(OBJECTIVE): Arrange the lines of the records below, from the line containing "Target: green foliage" up to and including the line containing "(1000, 603)", as a Markdown table with the columns Row and Line. Number each line in the Row column and leave out blank lines.

Pointing records:
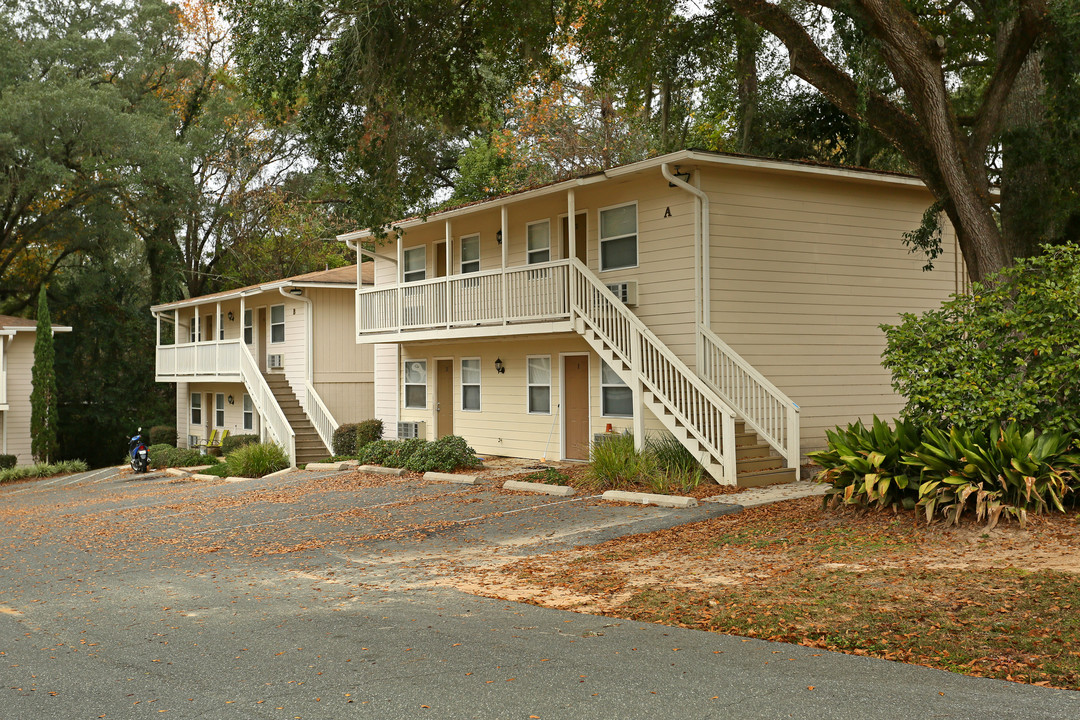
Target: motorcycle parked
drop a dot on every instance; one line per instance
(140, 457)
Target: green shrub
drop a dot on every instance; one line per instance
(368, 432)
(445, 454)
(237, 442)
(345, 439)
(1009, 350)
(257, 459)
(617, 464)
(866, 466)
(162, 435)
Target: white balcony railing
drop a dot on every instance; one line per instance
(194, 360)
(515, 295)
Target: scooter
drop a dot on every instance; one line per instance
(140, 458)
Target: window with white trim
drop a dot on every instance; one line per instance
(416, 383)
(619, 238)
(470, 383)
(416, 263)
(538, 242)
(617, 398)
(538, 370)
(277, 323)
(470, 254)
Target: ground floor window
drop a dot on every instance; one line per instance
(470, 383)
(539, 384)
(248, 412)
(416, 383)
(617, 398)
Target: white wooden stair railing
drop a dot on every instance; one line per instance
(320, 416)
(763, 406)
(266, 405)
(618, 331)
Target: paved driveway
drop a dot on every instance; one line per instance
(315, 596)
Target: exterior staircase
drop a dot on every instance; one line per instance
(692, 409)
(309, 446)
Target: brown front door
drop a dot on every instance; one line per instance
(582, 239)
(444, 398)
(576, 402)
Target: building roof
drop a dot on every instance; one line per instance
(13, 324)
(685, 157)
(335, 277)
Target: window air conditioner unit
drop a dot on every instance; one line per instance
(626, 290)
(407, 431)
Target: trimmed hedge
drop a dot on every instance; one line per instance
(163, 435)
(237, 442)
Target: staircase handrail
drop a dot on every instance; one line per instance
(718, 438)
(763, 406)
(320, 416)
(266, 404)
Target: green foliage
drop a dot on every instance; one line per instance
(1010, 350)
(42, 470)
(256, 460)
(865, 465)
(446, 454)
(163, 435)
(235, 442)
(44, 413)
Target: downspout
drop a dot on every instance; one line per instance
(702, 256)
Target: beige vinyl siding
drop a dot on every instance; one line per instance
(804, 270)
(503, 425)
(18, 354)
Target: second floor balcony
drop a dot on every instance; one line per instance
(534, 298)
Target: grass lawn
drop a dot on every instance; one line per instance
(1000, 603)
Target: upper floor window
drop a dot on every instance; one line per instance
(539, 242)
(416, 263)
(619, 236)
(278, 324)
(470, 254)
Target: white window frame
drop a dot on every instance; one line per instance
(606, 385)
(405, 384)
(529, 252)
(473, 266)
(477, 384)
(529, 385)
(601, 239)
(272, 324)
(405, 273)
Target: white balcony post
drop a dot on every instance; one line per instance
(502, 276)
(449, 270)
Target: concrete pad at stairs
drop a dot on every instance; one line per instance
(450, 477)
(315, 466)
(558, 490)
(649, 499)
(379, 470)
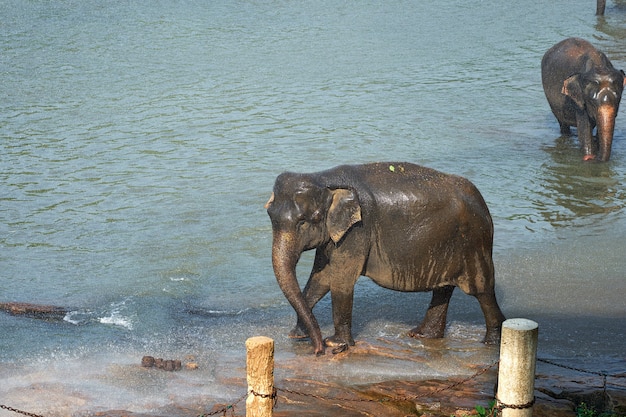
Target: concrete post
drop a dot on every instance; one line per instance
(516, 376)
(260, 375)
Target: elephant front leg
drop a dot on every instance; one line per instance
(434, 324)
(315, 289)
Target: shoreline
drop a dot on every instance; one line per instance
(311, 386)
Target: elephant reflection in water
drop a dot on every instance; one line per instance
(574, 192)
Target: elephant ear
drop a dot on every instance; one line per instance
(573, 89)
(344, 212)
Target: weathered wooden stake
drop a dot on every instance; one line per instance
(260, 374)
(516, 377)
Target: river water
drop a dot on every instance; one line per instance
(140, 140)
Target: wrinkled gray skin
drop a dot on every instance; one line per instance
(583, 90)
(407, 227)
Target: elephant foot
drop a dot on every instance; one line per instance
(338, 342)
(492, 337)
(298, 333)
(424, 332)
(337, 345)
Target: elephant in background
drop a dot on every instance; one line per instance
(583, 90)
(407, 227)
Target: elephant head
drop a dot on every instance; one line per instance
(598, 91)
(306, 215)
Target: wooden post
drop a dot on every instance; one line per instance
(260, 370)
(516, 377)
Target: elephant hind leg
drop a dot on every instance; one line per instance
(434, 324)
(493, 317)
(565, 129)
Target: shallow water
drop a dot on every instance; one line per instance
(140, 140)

...

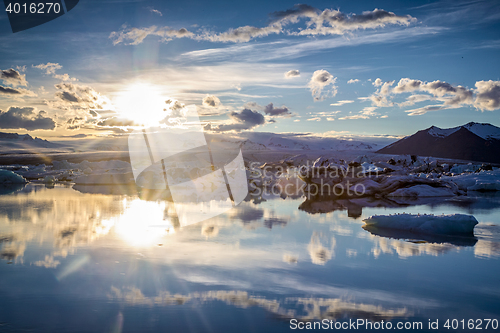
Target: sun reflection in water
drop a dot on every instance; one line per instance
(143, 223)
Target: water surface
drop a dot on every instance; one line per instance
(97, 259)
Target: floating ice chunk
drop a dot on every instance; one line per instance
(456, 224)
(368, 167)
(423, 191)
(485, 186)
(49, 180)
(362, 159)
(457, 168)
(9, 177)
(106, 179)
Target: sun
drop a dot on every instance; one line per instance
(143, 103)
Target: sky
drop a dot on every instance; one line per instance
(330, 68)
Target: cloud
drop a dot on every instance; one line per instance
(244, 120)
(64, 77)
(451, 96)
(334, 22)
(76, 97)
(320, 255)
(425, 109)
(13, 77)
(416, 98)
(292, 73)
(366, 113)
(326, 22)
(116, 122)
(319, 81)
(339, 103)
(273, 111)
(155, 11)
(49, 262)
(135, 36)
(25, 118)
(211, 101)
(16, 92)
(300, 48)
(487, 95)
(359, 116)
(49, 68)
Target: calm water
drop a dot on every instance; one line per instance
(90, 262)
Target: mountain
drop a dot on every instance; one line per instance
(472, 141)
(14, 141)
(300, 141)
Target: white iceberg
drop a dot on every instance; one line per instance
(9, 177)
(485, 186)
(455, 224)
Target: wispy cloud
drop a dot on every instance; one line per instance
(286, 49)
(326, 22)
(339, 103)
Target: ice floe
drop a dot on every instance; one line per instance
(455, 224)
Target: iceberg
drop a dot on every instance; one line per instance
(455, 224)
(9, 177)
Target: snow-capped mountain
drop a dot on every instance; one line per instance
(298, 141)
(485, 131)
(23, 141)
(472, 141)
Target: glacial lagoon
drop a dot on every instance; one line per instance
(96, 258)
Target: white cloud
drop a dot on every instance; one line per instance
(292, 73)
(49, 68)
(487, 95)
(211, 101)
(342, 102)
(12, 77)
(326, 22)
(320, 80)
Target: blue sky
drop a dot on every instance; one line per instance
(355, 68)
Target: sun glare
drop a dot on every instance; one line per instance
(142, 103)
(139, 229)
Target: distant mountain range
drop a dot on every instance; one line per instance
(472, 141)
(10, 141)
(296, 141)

(CORRECT OUTPUT):
| Row | Line |
|---|---|
| 1 | Target: green foliage |
| 2 | drop a dot on every instance; one line per instance |
| 3 | (1010, 350) |
| 4 | (42, 470) |
| 5 | (256, 460) |
| 6 | (865, 465) |
| 7 | (446, 454) |
| 8 | (163, 435) |
| 9 | (235, 442) |
| 10 | (44, 413) |
| 11 | Target: downspout |
| 12 | drop a dot on every instance; one line per instance |
| 13 | (702, 256) |
| 14 | Target: beige vinyl siding |
| 15 | drop a dot on every instance; one line per instance |
| 16 | (804, 270) |
| 17 | (503, 425) |
| 18 | (18, 354) |
| 19 | Target: second floor balcony |
| 20 | drop a dot on every instance; one line per instance |
| 21 | (534, 298) |
| 22 | Target: grass lawn |
| 23 | drop a dot on every instance; one line per instance |
| 24 | (1000, 603) |